Items listed in a dataset:
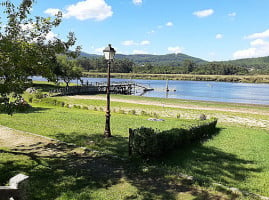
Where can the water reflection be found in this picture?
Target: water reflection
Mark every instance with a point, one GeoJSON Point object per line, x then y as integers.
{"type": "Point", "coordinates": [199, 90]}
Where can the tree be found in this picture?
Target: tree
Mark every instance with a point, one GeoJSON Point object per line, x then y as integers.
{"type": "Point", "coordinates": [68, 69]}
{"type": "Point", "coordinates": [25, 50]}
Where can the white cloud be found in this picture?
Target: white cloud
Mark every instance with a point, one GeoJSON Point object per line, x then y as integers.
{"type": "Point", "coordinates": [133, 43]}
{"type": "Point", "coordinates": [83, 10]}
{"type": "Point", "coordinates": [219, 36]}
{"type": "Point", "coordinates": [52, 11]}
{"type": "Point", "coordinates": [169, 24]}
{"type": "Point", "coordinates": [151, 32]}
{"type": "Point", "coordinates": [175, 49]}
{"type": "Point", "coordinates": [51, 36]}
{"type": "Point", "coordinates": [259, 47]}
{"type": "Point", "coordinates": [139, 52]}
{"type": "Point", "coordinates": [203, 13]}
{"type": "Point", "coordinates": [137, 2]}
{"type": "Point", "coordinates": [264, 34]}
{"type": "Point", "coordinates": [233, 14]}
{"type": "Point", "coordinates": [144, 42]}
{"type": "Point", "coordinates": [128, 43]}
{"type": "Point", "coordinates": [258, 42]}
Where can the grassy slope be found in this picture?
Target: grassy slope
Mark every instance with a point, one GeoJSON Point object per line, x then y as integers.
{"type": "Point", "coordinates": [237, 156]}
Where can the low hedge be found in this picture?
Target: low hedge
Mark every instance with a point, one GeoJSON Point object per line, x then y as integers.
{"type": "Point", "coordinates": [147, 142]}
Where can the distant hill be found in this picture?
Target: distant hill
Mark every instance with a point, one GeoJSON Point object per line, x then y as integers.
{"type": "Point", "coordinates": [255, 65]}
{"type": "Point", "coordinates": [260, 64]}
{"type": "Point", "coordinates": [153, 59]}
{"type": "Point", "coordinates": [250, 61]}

Exercise details
Count up the lines in the entries above where the word "found" appears, and give the figure with nothing added.

Task answer
6